— Start Recorded data —

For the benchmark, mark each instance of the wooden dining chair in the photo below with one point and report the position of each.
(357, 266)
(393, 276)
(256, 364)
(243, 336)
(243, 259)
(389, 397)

— End Recorded data —

Rewrite the entries above, changing "wooden dining chair" to "upholstered armchair" and leaving everything else unchanged.

_Task output_:
For the benchmark, mark each instance of the upholstered armchair in the photo below with one point and report the position of each.
(357, 266)
(393, 276)
(256, 364)
(243, 336)
(243, 259)
(389, 397)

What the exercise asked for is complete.